=== Section Start ===
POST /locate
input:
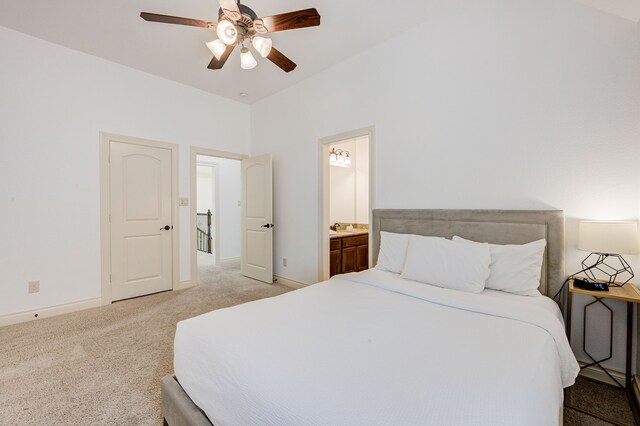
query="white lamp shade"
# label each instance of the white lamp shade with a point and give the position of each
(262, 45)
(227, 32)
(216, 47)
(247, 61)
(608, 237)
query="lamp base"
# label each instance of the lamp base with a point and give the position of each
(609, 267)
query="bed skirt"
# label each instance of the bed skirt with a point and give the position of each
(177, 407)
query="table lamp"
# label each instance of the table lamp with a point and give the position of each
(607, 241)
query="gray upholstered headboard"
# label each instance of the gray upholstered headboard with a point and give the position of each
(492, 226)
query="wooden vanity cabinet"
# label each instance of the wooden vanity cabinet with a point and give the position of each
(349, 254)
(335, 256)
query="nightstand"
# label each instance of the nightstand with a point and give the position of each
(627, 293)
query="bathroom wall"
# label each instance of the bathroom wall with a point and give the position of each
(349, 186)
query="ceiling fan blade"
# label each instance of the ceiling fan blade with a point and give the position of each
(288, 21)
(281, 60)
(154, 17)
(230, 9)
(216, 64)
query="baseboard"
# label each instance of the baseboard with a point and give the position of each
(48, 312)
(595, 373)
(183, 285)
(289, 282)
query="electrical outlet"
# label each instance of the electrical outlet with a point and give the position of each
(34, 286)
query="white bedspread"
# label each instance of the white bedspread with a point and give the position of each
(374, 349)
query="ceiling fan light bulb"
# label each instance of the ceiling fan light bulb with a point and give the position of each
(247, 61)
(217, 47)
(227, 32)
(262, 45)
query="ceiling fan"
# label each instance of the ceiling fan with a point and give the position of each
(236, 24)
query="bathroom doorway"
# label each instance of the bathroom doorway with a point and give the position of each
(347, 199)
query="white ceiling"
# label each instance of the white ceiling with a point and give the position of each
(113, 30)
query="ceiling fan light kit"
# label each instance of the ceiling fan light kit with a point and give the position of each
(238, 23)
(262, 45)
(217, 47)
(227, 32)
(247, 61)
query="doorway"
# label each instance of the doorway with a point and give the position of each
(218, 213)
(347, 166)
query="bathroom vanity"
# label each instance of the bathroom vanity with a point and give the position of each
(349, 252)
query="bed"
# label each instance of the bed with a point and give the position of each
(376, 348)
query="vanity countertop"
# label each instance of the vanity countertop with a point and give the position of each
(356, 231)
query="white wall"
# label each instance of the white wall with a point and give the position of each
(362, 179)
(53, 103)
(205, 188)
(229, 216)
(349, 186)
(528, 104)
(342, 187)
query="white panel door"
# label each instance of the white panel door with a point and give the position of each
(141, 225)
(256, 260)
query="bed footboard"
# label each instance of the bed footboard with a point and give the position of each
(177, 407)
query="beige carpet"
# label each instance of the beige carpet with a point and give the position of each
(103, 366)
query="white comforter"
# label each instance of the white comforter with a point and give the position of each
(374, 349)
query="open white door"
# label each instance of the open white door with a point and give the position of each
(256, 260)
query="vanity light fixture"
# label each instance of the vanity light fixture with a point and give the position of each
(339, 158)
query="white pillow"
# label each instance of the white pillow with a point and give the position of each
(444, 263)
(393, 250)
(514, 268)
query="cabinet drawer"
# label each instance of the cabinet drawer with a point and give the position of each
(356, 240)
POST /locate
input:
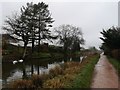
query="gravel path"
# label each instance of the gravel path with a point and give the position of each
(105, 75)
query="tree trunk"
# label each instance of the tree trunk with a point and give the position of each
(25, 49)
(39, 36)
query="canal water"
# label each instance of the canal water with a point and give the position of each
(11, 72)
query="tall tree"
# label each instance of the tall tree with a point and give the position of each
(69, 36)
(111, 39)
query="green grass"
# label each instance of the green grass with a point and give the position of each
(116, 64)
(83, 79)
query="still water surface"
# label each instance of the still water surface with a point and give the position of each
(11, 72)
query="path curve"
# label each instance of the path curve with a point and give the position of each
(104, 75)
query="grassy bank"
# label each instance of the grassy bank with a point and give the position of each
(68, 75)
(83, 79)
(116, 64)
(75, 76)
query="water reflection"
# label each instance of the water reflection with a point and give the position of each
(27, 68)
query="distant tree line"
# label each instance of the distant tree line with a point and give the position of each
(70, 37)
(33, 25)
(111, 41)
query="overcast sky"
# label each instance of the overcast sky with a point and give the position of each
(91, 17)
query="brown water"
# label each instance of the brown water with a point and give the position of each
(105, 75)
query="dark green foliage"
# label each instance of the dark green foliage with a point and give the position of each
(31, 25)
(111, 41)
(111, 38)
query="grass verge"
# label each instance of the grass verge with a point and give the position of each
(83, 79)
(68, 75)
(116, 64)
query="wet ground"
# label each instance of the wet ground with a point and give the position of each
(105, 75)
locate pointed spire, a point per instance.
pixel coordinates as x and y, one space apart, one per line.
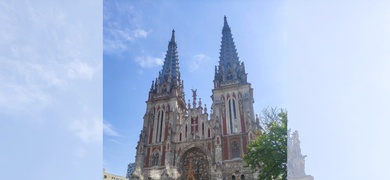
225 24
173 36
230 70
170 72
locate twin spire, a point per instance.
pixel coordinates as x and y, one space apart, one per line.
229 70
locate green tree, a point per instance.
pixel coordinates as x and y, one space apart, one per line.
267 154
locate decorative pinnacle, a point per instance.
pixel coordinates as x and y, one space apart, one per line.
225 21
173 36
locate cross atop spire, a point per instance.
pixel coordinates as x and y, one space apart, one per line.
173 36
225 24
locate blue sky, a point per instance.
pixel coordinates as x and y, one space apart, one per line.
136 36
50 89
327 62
=== Section End ===
- _Work to complete_
Only the number of lines in the data that hold "locate" should be stated.

- _Answer section_
8